(WORK INSTRUCTIONS):
Line by line, repeat the data below exactly, beginning at the first line and ending at the line with "Exercise. Point to the grass background". Omit pictures.

[Entries taken from a collection]

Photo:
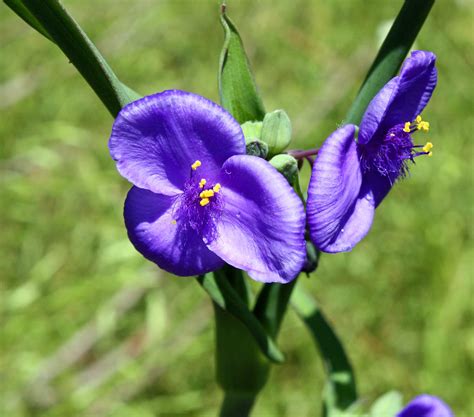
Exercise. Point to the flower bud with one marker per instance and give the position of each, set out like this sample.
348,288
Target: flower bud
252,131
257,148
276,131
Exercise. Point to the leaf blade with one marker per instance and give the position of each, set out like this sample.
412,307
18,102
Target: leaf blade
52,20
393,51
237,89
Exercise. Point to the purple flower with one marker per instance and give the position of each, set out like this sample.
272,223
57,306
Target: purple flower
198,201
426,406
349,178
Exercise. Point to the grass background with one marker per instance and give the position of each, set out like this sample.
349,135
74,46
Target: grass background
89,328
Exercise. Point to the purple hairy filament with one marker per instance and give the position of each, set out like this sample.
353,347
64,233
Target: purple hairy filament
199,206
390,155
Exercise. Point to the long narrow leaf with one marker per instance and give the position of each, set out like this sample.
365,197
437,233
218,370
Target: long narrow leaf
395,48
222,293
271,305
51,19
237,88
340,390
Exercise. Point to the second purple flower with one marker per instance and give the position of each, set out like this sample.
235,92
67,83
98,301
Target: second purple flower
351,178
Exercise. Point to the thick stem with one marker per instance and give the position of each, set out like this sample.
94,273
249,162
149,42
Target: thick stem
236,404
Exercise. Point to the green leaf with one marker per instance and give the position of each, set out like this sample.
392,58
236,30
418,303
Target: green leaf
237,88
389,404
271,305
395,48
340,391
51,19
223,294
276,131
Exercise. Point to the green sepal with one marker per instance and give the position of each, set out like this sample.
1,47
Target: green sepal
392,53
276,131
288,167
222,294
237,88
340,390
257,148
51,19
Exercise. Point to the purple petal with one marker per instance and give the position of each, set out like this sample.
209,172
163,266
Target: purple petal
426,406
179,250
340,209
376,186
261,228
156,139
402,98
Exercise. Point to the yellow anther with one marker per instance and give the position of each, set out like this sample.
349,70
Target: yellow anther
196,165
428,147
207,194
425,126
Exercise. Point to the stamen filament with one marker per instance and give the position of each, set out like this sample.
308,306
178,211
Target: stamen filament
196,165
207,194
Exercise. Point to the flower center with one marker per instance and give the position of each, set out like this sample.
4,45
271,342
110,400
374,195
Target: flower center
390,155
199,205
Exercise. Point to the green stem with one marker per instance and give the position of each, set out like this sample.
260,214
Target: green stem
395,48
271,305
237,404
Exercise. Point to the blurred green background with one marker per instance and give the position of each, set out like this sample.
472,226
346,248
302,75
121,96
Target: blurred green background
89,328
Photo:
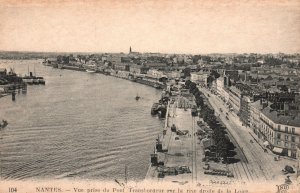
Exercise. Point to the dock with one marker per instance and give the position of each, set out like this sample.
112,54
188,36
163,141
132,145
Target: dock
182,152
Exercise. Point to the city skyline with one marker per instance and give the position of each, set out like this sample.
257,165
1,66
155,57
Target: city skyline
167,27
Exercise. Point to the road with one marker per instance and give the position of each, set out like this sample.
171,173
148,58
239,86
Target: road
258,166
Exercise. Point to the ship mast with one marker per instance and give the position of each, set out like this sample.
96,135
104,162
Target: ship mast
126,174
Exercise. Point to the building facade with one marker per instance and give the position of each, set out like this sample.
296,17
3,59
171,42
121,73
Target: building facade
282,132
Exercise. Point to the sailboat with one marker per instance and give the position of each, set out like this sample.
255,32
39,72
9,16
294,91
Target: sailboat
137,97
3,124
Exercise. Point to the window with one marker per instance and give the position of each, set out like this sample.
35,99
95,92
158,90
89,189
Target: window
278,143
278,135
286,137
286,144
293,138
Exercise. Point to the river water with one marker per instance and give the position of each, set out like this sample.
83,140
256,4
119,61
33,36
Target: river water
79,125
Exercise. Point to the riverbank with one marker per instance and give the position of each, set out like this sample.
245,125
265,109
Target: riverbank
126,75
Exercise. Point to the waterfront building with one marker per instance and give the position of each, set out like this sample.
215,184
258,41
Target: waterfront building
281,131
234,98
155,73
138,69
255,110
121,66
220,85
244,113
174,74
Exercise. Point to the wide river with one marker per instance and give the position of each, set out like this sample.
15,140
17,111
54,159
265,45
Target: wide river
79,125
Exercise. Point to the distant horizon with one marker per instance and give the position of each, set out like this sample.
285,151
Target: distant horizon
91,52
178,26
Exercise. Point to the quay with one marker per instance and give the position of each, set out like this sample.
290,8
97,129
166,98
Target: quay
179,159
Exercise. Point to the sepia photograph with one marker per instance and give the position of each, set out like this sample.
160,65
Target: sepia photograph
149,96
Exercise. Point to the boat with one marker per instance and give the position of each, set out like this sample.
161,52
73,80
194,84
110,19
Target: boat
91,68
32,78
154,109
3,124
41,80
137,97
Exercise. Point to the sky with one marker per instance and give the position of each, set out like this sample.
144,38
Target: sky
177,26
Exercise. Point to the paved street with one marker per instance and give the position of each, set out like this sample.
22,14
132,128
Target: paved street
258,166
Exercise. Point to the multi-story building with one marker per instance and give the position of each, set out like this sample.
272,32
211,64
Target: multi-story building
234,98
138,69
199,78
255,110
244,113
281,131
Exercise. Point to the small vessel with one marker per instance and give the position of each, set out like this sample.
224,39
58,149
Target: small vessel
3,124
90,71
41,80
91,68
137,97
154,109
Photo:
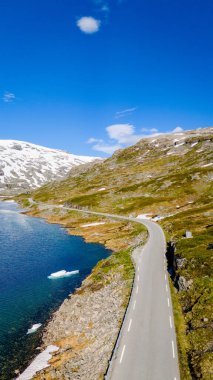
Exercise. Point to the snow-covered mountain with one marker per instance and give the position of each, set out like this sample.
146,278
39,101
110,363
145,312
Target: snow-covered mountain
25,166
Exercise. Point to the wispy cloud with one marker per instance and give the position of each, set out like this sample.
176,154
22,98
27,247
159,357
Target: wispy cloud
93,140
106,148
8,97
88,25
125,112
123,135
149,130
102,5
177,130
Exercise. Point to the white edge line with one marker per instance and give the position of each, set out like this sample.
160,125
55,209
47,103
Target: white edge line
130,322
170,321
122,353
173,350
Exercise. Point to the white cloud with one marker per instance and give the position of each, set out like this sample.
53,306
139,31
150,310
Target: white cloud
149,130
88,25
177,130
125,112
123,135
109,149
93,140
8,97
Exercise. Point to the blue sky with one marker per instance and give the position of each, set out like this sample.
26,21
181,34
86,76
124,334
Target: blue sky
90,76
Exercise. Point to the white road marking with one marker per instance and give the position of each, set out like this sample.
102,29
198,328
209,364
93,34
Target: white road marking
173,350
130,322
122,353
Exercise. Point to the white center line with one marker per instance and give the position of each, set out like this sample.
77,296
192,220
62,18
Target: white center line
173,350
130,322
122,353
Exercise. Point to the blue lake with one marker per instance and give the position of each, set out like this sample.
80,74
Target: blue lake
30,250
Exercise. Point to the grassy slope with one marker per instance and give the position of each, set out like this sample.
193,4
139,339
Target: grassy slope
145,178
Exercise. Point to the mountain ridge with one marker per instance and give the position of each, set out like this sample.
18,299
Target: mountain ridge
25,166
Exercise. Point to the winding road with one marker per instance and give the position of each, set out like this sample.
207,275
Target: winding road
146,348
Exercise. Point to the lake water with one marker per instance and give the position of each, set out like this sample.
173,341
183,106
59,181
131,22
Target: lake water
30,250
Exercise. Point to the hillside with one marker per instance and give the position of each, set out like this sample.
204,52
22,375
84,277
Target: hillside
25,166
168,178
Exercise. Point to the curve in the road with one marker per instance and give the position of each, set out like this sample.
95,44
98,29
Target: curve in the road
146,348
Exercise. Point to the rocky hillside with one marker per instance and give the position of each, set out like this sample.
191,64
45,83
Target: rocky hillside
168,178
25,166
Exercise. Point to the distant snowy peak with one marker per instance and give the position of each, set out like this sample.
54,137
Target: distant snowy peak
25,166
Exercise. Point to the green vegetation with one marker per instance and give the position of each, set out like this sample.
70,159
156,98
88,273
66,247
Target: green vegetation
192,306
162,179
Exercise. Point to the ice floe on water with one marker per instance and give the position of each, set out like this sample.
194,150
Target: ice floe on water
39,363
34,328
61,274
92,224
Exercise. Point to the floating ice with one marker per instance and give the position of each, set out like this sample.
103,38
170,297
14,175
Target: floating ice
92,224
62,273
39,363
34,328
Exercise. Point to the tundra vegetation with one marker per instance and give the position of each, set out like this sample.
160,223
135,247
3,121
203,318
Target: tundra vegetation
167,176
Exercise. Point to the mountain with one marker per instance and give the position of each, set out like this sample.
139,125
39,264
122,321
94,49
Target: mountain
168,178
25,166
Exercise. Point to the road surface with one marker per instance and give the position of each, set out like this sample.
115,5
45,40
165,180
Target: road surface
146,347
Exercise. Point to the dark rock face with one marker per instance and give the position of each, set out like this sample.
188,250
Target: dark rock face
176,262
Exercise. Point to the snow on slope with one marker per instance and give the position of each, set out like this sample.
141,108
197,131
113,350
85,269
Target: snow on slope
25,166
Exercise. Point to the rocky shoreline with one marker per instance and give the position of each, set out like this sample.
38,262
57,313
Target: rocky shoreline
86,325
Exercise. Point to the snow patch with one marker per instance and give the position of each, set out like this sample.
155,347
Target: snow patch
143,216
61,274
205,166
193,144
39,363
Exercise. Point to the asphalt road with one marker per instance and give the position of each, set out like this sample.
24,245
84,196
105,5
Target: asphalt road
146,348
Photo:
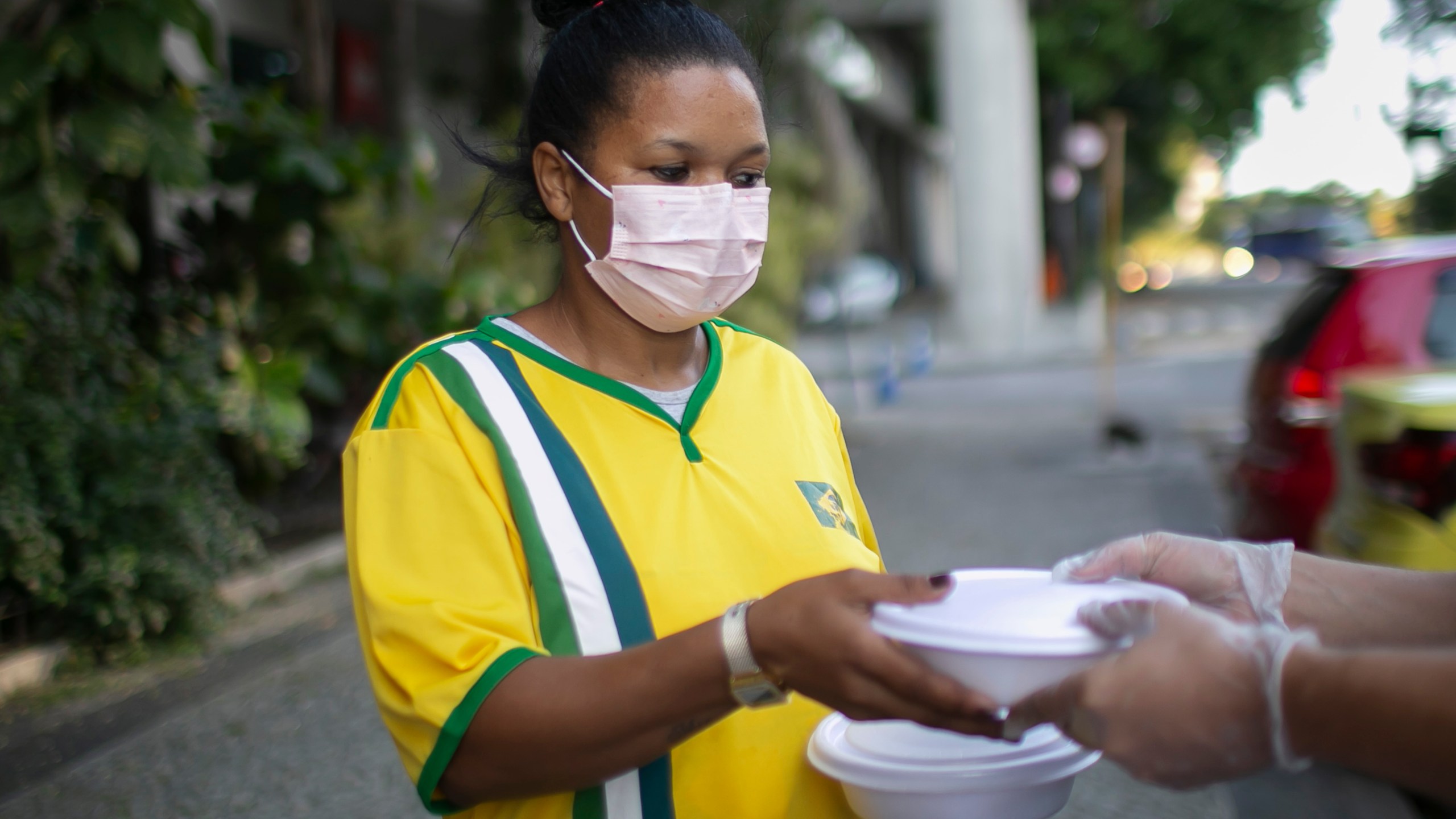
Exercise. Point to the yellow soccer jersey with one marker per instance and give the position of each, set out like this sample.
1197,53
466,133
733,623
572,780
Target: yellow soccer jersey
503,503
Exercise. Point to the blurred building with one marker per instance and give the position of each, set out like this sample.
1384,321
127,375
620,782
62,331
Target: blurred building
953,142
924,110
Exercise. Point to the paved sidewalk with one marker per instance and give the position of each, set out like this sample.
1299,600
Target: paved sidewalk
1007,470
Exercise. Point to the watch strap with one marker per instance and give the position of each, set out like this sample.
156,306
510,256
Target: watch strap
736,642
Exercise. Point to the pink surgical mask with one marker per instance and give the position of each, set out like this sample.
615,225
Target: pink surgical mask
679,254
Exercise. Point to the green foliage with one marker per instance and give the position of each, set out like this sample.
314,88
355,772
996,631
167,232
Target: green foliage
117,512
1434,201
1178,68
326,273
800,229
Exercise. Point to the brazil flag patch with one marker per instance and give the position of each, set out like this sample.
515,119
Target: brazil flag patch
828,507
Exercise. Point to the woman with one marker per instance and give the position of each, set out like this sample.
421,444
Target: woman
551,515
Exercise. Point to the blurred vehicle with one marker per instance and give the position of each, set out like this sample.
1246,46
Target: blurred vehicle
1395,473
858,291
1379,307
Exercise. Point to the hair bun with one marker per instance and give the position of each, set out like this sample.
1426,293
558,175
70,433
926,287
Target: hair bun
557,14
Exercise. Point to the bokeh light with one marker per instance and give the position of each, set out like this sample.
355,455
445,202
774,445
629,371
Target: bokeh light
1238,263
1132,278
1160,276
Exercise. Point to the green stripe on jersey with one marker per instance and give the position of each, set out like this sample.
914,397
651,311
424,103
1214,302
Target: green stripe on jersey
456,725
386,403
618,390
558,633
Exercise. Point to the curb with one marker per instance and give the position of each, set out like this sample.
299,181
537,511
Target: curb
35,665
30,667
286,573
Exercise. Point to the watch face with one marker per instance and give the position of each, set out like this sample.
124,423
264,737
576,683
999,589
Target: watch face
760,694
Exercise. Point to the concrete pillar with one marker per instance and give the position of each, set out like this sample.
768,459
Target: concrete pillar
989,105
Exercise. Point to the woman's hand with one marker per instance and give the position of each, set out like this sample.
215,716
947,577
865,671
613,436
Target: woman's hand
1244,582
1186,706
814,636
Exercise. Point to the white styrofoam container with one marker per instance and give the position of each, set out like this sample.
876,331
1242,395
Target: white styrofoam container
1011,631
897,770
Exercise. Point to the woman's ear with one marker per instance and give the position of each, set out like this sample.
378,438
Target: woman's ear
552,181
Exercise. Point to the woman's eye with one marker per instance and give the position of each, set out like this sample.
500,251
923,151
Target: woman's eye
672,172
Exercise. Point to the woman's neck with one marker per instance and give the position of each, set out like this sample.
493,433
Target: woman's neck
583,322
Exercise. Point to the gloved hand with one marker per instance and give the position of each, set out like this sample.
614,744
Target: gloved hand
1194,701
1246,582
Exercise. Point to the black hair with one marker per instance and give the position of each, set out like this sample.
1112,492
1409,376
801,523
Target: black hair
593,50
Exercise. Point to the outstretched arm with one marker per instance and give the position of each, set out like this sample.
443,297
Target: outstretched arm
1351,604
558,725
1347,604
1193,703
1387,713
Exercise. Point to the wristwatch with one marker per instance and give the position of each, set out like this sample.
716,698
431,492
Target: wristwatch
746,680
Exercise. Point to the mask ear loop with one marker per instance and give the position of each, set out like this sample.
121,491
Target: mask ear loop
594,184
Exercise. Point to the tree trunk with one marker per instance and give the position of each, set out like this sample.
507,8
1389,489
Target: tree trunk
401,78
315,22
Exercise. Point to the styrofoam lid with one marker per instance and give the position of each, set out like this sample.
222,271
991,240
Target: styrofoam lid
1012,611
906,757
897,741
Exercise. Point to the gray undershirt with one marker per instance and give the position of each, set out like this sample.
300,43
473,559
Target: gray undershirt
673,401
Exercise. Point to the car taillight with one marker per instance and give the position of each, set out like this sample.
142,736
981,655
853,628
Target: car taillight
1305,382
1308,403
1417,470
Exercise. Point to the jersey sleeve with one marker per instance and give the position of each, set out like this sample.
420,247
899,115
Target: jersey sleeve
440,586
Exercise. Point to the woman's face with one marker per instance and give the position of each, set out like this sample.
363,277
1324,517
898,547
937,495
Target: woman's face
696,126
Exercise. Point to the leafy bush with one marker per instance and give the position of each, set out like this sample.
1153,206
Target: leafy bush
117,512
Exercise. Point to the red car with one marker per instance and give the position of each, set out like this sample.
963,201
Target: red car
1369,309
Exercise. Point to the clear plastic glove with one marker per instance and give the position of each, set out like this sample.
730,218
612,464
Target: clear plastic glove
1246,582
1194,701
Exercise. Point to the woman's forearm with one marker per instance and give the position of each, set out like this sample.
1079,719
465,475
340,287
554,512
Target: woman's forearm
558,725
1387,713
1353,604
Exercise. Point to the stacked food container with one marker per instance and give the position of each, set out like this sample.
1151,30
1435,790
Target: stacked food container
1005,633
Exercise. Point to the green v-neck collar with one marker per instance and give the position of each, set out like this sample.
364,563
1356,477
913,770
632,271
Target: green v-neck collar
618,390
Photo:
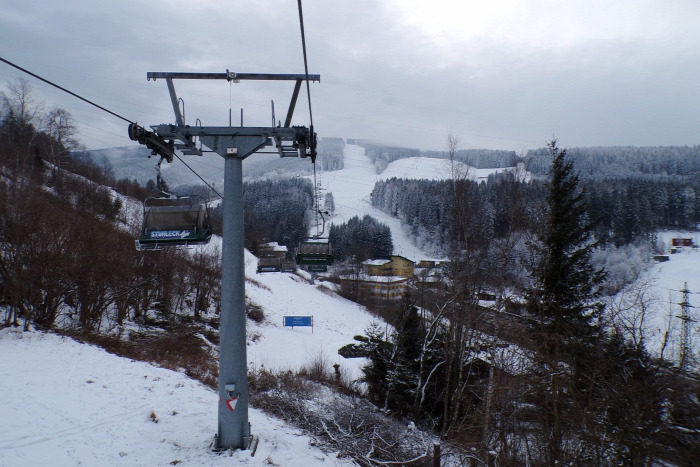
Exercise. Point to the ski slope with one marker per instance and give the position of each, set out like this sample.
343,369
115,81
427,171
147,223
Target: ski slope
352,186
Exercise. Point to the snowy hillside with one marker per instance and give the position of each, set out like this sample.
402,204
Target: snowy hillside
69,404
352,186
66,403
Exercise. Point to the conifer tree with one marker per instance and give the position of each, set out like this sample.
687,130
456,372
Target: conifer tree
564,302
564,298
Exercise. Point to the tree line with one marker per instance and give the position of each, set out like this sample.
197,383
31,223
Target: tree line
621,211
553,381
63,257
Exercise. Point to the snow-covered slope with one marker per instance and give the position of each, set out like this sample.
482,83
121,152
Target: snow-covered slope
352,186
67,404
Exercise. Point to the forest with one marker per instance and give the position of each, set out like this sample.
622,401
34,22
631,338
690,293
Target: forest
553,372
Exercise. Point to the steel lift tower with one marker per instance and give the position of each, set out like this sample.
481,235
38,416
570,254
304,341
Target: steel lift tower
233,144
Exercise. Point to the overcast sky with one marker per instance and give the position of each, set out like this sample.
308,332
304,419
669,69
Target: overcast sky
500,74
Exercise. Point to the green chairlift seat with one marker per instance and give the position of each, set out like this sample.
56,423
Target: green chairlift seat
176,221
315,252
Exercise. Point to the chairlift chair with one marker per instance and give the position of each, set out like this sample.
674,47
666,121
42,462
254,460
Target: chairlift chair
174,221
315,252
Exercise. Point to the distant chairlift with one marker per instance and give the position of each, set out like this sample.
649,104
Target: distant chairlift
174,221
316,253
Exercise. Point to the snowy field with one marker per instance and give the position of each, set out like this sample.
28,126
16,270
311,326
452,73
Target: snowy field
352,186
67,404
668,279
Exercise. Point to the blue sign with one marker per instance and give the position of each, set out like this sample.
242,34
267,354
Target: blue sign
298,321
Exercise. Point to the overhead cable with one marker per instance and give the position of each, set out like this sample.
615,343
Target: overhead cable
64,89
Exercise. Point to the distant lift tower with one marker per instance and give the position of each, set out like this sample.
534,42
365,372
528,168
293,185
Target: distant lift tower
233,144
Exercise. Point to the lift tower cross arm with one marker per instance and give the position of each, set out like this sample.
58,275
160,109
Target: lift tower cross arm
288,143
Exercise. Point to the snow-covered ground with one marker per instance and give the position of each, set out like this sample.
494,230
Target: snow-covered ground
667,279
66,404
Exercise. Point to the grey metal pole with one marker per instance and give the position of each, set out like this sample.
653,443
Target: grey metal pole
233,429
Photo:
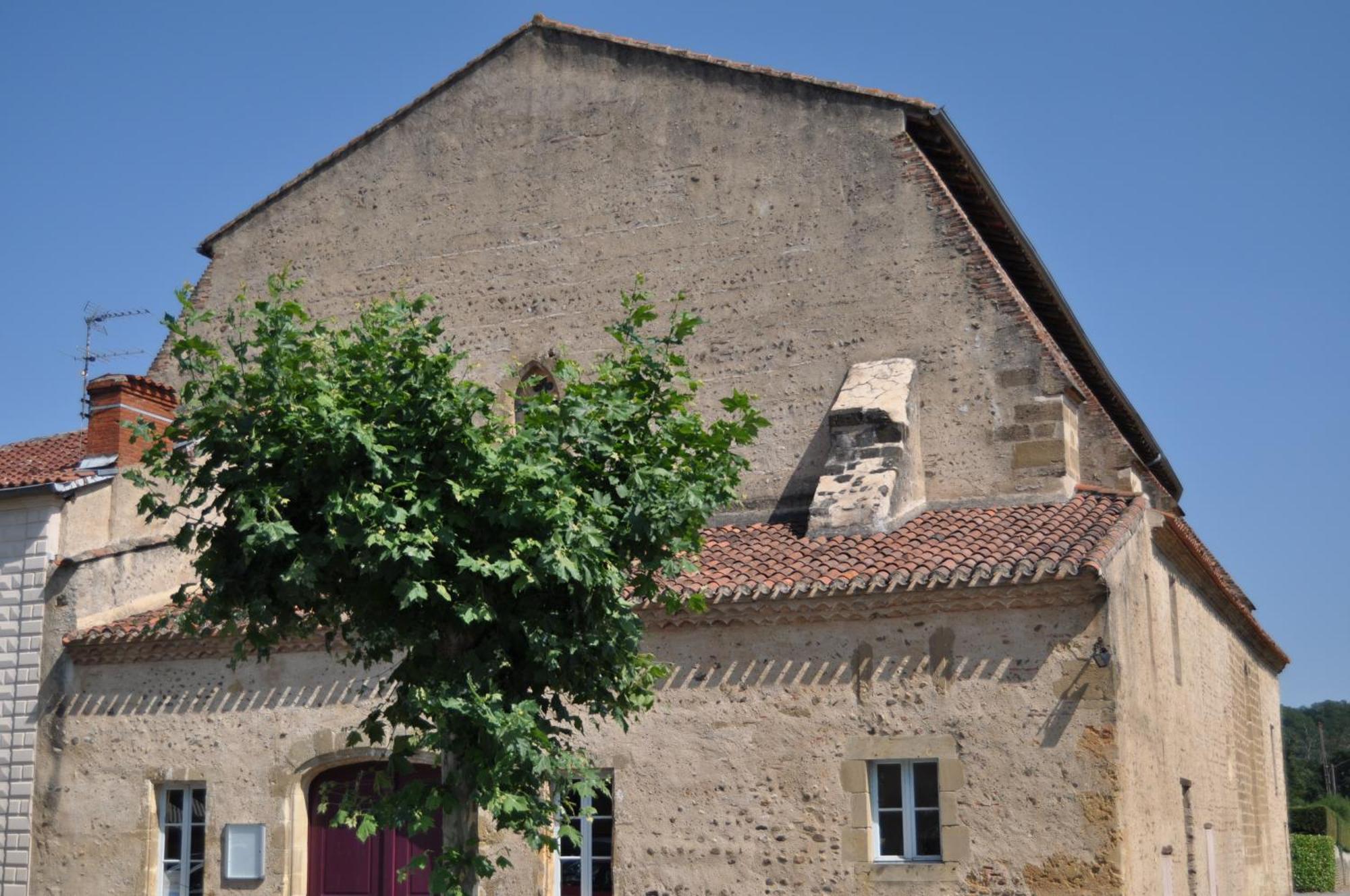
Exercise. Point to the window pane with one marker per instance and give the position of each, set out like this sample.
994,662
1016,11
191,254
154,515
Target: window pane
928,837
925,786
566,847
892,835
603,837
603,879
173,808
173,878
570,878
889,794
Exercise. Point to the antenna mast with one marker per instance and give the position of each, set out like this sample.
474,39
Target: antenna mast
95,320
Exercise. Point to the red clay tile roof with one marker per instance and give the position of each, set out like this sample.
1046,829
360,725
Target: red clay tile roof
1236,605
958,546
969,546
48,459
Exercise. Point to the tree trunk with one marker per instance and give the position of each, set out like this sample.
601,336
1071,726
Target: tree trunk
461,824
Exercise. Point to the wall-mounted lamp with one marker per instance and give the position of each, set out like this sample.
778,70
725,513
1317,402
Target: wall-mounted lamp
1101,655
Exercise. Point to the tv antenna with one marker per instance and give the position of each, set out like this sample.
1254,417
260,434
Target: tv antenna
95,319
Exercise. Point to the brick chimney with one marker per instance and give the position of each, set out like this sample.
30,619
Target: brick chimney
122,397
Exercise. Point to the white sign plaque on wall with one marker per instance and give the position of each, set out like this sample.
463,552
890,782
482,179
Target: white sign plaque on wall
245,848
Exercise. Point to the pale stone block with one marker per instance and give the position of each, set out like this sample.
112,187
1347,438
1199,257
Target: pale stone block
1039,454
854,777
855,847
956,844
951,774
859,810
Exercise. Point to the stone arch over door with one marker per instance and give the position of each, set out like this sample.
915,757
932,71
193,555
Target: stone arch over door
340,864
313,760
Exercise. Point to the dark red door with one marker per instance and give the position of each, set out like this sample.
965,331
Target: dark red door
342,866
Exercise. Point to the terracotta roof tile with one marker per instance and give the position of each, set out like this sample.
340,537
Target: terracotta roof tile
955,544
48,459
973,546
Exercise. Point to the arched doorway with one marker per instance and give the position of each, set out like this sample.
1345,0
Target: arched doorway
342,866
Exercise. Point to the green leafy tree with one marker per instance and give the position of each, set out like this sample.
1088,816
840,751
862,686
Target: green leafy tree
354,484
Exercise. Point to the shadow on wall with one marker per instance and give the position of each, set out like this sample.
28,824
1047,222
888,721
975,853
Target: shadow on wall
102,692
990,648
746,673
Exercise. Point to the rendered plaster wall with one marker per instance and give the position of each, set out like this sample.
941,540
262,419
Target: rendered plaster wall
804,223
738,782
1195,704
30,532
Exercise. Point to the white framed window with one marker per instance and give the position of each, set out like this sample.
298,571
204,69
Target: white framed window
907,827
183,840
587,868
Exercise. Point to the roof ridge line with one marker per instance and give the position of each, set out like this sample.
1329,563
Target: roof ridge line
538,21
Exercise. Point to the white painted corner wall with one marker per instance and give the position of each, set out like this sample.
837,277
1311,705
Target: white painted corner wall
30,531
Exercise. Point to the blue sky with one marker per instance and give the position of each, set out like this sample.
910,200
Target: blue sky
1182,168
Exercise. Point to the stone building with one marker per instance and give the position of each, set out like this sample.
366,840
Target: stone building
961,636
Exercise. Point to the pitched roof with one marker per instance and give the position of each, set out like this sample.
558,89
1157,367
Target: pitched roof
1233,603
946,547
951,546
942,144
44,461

(RESULT FOR THIS EXERCISE):
Photo:
Exercise. Point to the flower bud with one marker per instance and give the position of each, set out like this sample.
348,288
Target: flower bud
252,131
257,148
276,131
Exercise. Point to the leaf blade with one marker per instance and give the position of each, set out like this sample.
412,307
18,102
Target: leaf blade
52,20
393,51
237,89
Exercise. Point to the purple flower with one marker per instance and give the position of each, set out like this sample.
272,223
57,306
Target: purple flower
198,201
426,406
349,178
Exercise. Point to the grass background with one marker per instance and give the position of each, set out like this sample.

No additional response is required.